18/6/7午後 WLTPと2021年EU規制で自動車販売はどうなるか

備忘録がわりにニュース記事をまとめます。

独断で掻い摘んで纏めます。

この記事は日中随時更新します。


14時41分

 

ホットストック:非鉄金属株が高い、チリ鉱山労使交渉で銅価格上昇

BHPビリトンとRioTintoが共同で運営するチリのエスコンディーダ銅鉱山の労使交渉が始まっています。労使間の提案に差があるため、うまく期限内に纏まるか予断を許さない状況になっています。このため銅価格が上昇、現在ASXではOZMineralが3%超の上昇、BHPビリトン、リオティント両社も2%程度の上昇となっています。なお、エスコンディーダは三菱商事やJXTGなどもマイナーで参画しています。

作業内容 A: 領域ラベル付けの行のうち、「Pick out each mattress.」を含む行から始まり「395;92;687;703」を含む行で終わる部分を、最初と最後の行も入れて元のとおりに書き写してください。画像は答えに入れないでください。

[領域ラベル付けの行]
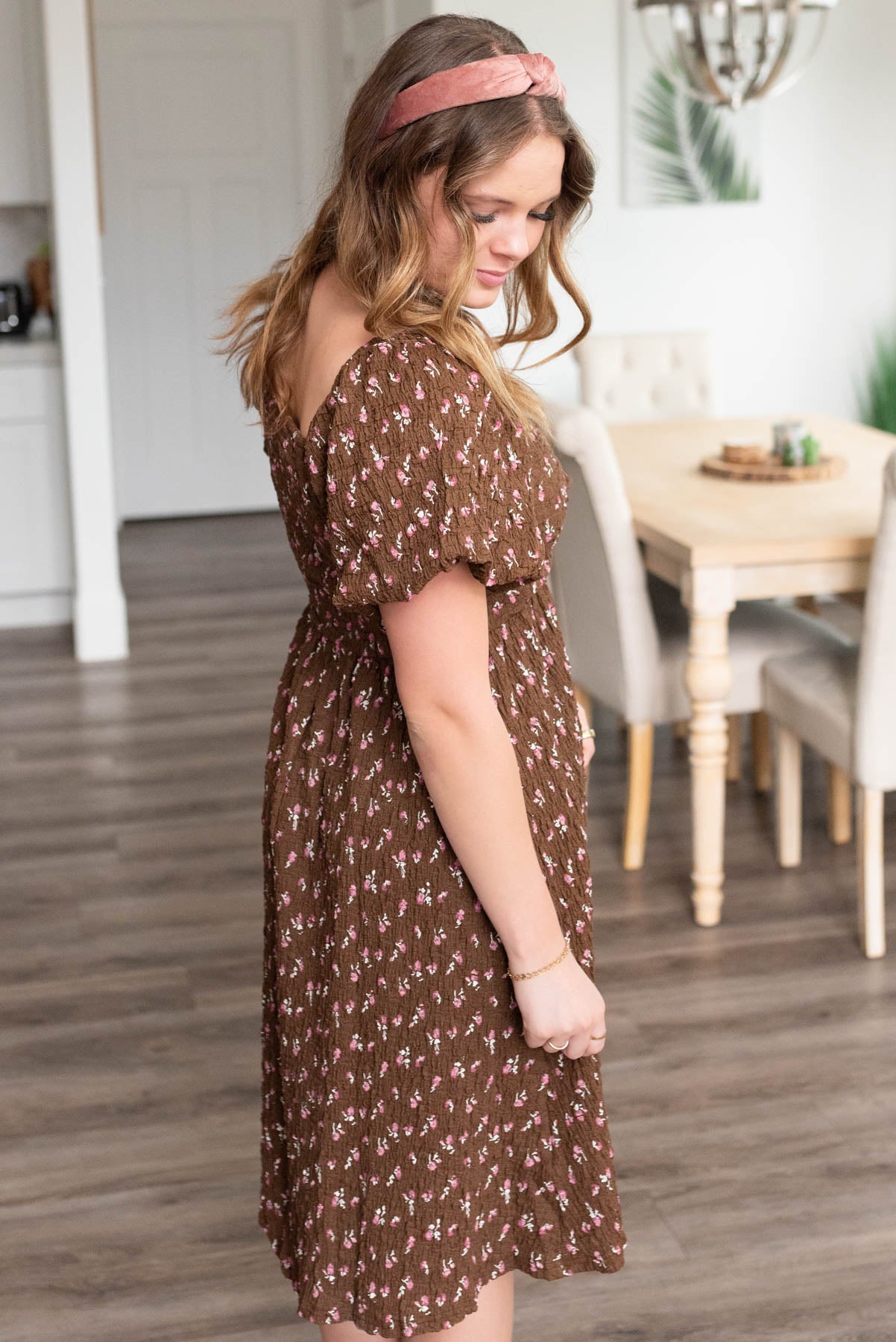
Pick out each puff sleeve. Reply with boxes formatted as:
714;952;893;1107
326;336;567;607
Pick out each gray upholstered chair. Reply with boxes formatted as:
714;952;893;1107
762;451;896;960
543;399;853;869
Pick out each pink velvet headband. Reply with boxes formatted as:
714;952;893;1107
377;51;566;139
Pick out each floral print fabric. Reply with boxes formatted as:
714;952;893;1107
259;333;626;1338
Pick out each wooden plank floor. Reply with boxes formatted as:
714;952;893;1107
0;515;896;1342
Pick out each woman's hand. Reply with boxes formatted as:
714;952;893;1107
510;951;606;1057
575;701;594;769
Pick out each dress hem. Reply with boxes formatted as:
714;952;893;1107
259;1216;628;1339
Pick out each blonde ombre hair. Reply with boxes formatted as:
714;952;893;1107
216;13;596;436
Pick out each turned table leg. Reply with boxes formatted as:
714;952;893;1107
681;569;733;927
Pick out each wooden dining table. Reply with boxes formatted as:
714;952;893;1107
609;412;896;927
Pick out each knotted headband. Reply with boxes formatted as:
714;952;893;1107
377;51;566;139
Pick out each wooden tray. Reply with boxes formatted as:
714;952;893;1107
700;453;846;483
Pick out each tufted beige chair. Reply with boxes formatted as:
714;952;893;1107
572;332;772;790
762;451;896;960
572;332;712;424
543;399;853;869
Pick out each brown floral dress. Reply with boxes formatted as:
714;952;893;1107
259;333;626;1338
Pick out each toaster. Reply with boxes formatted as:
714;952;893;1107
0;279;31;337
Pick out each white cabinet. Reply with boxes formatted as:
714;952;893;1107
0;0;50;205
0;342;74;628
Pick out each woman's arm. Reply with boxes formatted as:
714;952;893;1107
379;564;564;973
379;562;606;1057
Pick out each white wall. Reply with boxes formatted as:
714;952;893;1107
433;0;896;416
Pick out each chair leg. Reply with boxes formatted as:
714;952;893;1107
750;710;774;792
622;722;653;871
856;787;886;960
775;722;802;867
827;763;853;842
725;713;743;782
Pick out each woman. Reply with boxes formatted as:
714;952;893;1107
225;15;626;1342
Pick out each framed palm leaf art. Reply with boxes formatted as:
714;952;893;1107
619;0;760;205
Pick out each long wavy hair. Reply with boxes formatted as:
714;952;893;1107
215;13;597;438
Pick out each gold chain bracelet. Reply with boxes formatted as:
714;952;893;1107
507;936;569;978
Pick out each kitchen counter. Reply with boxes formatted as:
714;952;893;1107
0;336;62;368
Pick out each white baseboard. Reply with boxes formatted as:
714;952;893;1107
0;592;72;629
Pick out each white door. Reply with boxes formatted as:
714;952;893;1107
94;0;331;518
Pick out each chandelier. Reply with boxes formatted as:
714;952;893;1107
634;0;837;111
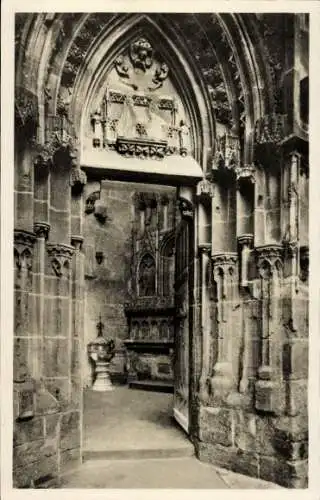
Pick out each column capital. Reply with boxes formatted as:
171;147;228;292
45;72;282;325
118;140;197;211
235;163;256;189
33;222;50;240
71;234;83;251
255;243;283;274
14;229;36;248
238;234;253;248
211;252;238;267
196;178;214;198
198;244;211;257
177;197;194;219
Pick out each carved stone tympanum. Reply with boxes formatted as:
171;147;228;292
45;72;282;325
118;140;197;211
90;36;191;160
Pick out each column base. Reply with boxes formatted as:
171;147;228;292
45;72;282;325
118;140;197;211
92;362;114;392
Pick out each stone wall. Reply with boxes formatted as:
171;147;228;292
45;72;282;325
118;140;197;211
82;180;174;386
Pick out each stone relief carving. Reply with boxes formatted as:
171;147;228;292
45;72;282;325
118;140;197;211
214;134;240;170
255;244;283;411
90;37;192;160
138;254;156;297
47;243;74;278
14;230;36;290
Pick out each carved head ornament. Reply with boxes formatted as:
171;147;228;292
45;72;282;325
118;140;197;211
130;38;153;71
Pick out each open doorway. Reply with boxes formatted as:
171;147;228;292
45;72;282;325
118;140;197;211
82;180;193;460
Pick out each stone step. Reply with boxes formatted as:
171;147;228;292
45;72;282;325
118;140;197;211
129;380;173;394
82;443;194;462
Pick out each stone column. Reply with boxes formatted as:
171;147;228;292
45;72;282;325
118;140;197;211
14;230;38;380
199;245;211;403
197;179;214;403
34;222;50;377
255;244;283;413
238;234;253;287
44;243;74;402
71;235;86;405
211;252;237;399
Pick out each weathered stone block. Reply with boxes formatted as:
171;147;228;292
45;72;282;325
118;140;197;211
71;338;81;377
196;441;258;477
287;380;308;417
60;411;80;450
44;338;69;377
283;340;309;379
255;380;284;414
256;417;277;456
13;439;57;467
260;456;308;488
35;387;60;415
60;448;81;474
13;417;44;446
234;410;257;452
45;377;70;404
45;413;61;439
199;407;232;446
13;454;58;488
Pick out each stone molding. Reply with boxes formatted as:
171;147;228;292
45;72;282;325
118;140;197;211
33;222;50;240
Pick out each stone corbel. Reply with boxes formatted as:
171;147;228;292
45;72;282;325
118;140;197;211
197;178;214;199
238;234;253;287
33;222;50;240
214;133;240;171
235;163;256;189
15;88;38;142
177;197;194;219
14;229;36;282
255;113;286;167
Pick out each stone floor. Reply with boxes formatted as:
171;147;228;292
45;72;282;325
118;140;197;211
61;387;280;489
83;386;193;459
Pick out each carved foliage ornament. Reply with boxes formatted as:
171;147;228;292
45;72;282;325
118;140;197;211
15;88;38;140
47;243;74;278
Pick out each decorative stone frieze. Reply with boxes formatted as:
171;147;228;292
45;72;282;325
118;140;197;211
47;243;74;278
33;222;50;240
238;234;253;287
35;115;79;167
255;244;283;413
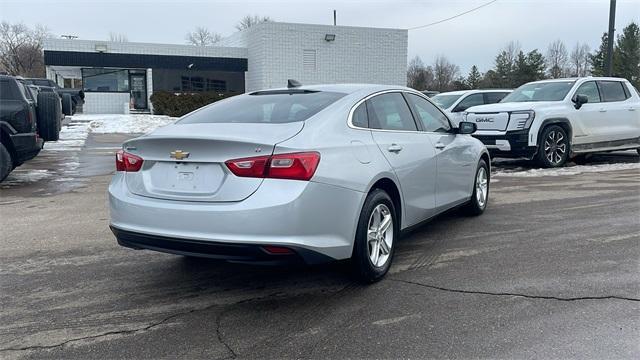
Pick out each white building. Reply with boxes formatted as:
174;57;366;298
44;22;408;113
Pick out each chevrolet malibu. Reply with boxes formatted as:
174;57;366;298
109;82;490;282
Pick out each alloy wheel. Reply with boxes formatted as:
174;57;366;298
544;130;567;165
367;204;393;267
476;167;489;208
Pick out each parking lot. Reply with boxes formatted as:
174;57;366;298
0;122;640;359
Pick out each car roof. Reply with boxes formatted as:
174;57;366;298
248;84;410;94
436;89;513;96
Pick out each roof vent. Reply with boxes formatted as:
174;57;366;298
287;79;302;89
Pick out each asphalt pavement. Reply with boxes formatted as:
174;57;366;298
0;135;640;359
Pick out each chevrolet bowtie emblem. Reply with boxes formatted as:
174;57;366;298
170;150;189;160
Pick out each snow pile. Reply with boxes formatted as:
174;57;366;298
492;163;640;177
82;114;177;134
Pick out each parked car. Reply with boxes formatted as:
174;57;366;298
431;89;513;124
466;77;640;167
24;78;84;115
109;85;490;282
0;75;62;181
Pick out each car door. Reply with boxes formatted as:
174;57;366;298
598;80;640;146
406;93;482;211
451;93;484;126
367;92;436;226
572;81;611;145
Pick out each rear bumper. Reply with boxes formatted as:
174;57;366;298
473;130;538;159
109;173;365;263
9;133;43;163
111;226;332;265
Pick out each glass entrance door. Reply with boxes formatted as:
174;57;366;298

--

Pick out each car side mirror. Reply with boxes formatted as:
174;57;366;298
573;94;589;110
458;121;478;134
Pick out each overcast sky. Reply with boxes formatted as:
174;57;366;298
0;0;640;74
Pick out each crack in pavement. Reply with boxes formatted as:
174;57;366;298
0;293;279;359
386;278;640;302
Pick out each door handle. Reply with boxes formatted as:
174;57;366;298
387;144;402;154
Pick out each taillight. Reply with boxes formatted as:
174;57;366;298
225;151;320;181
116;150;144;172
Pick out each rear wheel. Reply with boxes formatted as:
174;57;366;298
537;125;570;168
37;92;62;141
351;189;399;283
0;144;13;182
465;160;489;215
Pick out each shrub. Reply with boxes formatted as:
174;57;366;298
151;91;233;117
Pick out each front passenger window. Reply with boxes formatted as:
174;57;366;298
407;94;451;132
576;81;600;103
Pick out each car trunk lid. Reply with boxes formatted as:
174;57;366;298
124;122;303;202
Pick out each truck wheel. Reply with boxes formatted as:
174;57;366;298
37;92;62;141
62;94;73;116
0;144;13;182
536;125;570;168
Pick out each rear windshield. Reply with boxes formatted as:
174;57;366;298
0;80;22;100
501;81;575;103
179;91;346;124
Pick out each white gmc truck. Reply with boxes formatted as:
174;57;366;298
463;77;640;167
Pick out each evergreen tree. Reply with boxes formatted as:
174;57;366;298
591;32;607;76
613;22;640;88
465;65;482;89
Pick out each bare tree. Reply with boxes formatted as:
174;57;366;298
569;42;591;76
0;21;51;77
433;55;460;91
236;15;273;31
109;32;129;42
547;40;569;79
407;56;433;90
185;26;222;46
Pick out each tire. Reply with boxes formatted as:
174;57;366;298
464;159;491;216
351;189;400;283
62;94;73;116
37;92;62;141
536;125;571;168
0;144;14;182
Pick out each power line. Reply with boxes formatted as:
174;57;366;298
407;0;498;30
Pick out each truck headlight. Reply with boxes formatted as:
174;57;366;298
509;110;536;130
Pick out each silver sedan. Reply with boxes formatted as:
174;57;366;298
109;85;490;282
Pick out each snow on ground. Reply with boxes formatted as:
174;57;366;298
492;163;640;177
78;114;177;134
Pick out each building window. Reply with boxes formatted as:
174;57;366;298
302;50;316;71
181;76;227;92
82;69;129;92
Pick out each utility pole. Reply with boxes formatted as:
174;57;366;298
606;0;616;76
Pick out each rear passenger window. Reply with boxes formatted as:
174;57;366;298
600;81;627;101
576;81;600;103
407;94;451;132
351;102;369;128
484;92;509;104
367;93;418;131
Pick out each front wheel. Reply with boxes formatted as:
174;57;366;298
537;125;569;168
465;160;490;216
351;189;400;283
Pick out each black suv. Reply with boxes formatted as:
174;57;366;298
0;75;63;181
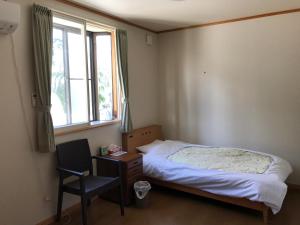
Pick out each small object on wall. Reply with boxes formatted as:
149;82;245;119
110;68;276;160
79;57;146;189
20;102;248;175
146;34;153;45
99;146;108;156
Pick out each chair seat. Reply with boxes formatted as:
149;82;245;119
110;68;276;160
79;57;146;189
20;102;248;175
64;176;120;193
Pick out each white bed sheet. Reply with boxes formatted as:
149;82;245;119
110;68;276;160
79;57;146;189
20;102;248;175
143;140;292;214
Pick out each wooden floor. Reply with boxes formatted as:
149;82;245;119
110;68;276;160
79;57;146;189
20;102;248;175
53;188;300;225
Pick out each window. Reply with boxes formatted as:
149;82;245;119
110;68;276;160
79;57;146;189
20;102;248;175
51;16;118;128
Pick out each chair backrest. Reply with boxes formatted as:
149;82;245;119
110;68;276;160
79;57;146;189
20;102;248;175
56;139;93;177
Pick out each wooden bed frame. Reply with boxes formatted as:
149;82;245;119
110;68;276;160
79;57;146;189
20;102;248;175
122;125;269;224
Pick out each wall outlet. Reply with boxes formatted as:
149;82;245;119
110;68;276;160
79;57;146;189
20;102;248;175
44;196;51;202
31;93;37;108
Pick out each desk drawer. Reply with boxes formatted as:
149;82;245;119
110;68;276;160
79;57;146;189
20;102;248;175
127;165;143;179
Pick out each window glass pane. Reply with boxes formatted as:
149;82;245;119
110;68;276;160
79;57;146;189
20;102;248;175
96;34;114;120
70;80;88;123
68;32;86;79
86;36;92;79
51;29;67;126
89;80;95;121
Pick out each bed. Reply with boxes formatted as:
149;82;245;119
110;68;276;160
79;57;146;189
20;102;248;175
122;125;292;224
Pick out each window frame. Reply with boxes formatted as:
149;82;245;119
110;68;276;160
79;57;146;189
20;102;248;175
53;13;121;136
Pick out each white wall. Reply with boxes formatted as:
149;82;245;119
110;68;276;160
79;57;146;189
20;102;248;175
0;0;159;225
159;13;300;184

---

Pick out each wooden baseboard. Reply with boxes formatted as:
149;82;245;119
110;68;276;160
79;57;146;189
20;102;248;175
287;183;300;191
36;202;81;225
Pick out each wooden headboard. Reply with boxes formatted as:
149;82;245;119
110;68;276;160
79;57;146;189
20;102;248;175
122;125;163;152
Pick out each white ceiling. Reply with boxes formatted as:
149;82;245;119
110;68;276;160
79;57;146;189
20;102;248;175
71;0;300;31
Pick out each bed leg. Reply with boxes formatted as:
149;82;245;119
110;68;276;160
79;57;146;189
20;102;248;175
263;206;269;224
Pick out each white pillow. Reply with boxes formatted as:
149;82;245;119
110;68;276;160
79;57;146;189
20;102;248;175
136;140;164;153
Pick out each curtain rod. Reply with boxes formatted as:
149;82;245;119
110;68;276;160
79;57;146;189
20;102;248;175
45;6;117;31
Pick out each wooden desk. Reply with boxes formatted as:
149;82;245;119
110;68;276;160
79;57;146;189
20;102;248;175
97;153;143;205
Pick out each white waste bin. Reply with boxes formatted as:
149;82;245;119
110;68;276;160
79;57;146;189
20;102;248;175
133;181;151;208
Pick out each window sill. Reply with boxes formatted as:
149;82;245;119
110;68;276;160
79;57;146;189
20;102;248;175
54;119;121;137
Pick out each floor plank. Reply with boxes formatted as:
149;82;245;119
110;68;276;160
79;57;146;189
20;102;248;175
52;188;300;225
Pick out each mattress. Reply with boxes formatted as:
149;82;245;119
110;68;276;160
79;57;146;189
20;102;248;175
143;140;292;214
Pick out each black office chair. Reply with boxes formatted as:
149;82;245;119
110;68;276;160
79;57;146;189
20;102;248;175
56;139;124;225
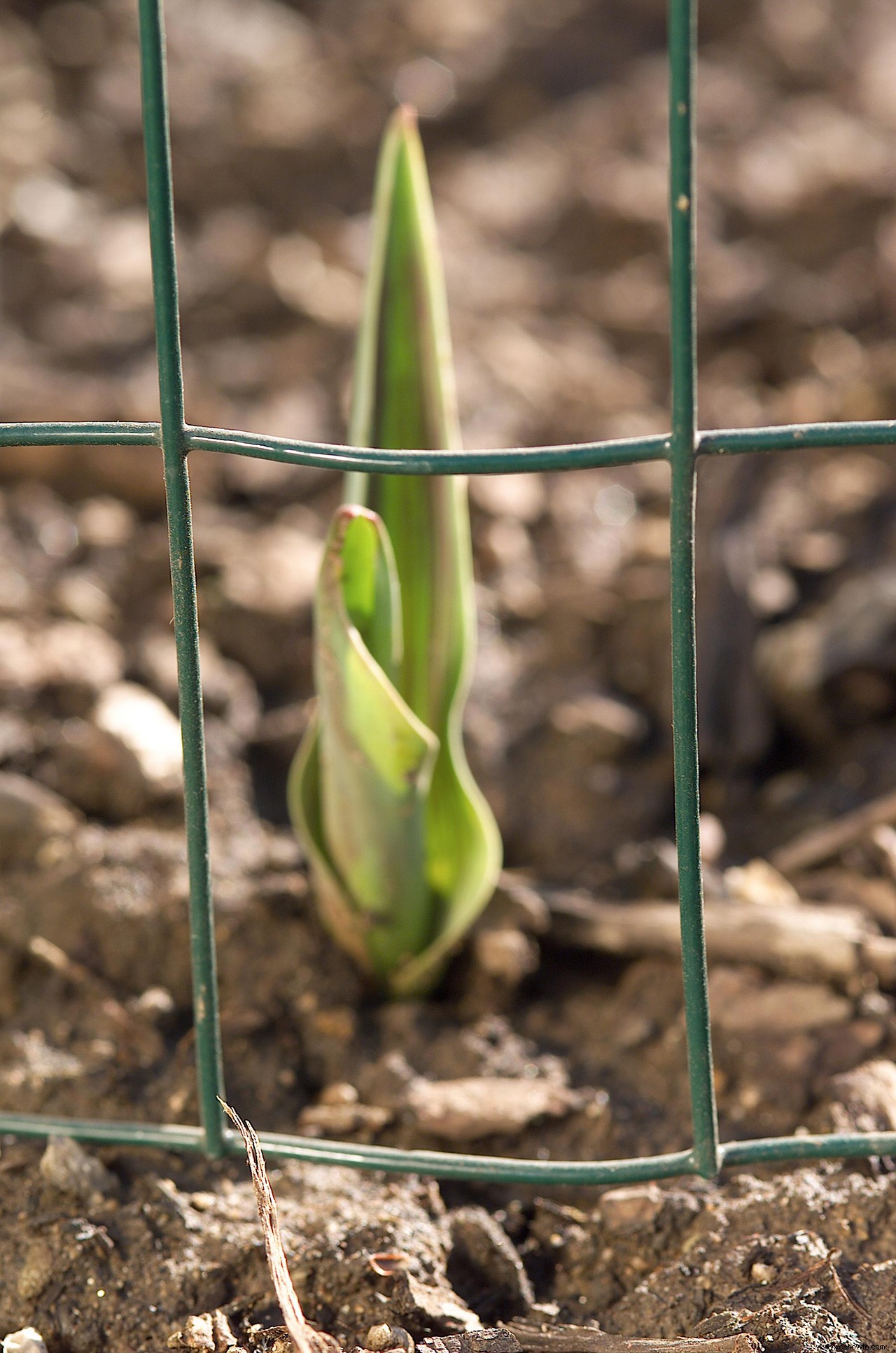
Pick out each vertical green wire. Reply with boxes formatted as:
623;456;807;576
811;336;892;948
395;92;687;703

作業内容 B: このまとめ記事に名前が出てくる会社を、もれなく書き出してください。

解答 A:
Pick out each mattress. Reply with boxes formatted as:
149;82;245;119
110;68;276;160
79;57;146;189
20;102;248;175
143;140;292;214
Pick out each black office chair. Reply with boxes formatted as:
149;82;245;119
110;68;276;160
79;57;146;189
20;102;248;175
56;139;124;225
Pick out each vertical green wire. Reply with boxes formatted as:
623;456;807;576
811;336;892;948
395;92;687;703

解答 B: BHPビリトン、RioTinto（リオティント）、OZMineral、三菱商事、JXTG